> _TEXT BLOCK_:
Let’s face it, we all want to look good and be healthy (most of us). However, your chances of encountering hyper egotistical, narcissistic, neurotic, bone headed, morons and idiots increase when you are in the very venue of their practice. That is not to knock on all body builders, personal trainers, strippers, models, and etc. However, these types are likely to be found in large quantities there. All of which, lousy personality types run ramped. The coolest people seem to have other ways of getting in shape, rather than being in some smelly, uninspiring, unnatural setting that feels like a concentration camp.

Take the bus or train.

“Excuse me ma’am, do you have a swipe?” Do you want to date a person who asks questions like this? DO YOU? Furthermore, it’s the idiot who’s making you listen to their cell phone conversation, playing videos without headphones, and the gross couple making out in front of you, while you suffer all the way to your stop. And if you’re a fan of child abuse, you’re sure to see that here as well. What am I really saying? I’m saying that best people have cars or make enough money to take Ubers and Lyfts wherever they need to go. Period. PS- yes, I ride in all of the above.

> _THE TASKS_:
1 > Copy the passage on gyms and buses from the part that opens with the words containing "Let’s face it, we" and closes with "a concentration camp.".
2 > In the passage on gyms and buses, what does the writer say the best people have or can afford instead of taking the bus or train?
3 > Continue the passage on gyms and buses with the next part after its final sentence.

> _DATASET ROWS_:
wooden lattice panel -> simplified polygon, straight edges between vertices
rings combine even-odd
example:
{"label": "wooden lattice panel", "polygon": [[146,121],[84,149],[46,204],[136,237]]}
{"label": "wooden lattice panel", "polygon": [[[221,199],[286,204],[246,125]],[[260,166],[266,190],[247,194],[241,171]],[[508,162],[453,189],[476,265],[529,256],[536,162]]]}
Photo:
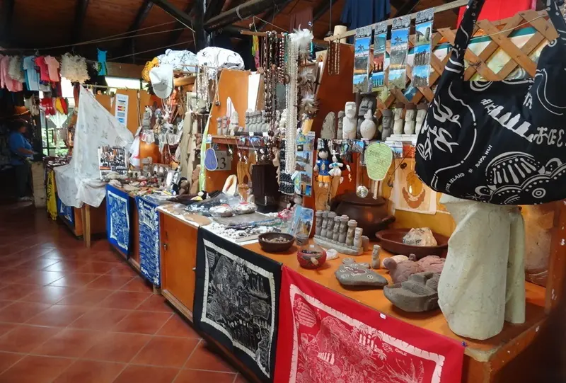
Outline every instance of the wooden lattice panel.
{"label": "wooden lattice panel", "polygon": [[[534,29],[534,33],[530,35],[529,40],[521,47],[518,47],[509,36],[514,31],[529,26]],[[432,35],[432,52],[434,52],[435,48],[441,43],[448,42],[453,45],[456,38],[456,30],[450,28],[439,29]],[[541,44],[545,44],[558,38],[558,33],[552,23],[548,19],[546,12],[535,11],[520,12],[512,17],[495,22],[487,20],[480,21],[474,28],[473,35],[474,37],[489,37],[490,41],[479,53],[474,53],[469,48],[466,51],[464,59],[468,62],[468,67],[464,72],[465,80],[470,80],[476,74],[479,74],[485,80],[502,81],[512,74],[517,67],[522,68],[528,75],[534,76],[536,73],[536,63],[531,58],[531,55],[541,47]],[[410,47],[412,46],[414,38],[414,35],[410,36]],[[389,53],[390,42],[388,42],[387,47],[387,51]],[[490,67],[489,62],[495,55],[501,51],[504,52],[510,59],[495,73]],[[405,104],[408,103],[416,104],[421,102],[423,98],[428,102],[432,101],[434,96],[432,88],[436,85],[444,70],[446,63],[450,57],[450,50],[448,50],[443,60],[439,59],[434,54],[430,56],[430,66],[434,72],[430,74],[429,86],[417,88],[411,100],[407,99],[401,89],[389,88],[390,95],[385,101],[378,98],[379,117],[381,115],[381,110],[391,108],[397,102],[400,101]],[[388,70],[386,69],[386,72]],[[412,72],[412,67],[408,64],[407,87],[410,84]]]}

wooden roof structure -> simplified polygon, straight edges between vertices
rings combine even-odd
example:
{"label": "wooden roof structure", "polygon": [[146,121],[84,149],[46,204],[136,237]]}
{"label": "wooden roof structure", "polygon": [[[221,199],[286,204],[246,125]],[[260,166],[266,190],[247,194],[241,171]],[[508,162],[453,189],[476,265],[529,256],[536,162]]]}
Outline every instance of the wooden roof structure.
{"label": "wooden roof structure", "polygon": [[[391,17],[449,2],[391,0]],[[110,60],[142,63],[170,47],[194,51],[202,46],[203,26],[207,32],[222,30],[231,33],[232,39],[242,38],[238,28],[249,29],[253,21],[258,30],[277,30],[270,23],[287,30],[291,16],[308,7],[313,9],[315,38],[323,38],[330,26],[333,28],[339,23],[345,3],[346,0],[3,0],[0,47],[22,52],[37,49],[52,55],[74,50],[95,59],[98,47],[108,50]],[[452,10],[437,15],[435,28],[454,27],[456,13]],[[109,37],[110,40],[105,40]],[[69,46],[98,39],[105,40]]]}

> _ANSWER LIST_:
1 >
Let’s face it, we all want to look good and be healthy (most of us). However, your chances of encountering hyper egotistical, narcissistic, neurotic, bone headed, morons and idiots increase when you are in the very venue of their practice. That is not to knock on all body builders, personal trainers, strippers, models, and etc. However, these types are likely to be found in large quantities there. All of which, lousy personality types run ramped. The coolest people seem to have other ways of getting in shape, rather than being in some smelly, uninspiring, unnatural setting that feels like a concentration camp.

2 > They have cars or make enough money to take Ubers and Lyfts wherever they need to go.

3 >
Go out to eat.

Everyone who goes out to eat is either already on a date or creepy and married, looking for a mistress. AVOID. If you want to meet someone who is not on a date, go to the park or something, I don’t know. The only real options you have at a restaurant are the wait staff and (having been a server), those people are all sleeping around anyway. Again, AVOID. Unless you want STDs.

Go to prison.

Duh.

All in all, don’t go anywhere, don’t do anything, don’t talk to anyone and don’t take anyone seriously because the chance that they are horrible is feasible. Yes I am laughing as I write this.

This article was brought to you by a series of unromantic events.